# Exercise directions
Repeat each of the following entries back verbatim, line for line.
++++++
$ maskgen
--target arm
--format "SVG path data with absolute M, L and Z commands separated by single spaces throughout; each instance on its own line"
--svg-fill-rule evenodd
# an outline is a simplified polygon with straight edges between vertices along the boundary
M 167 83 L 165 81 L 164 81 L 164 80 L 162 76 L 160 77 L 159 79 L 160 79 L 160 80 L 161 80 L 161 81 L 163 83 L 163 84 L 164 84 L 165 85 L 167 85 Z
++++++
# Completed task
$ maskgen
--target arm
--format "SVG path data with absolute M, L and Z commands separated by single spaces throughout; each instance on its own line"
--svg-fill-rule evenodd
# an outline is a simplified polygon with straight edges between vertices along the boundary
M 167 83 L 165 81 L 164 81 L 164 80 L 162 76 L 160 77 L 159 79 L 160 79 L 160 80 L 161 80 L 161 81 L 163 83 L 163 84 L 164 84 L 165 85 L 167 85 Z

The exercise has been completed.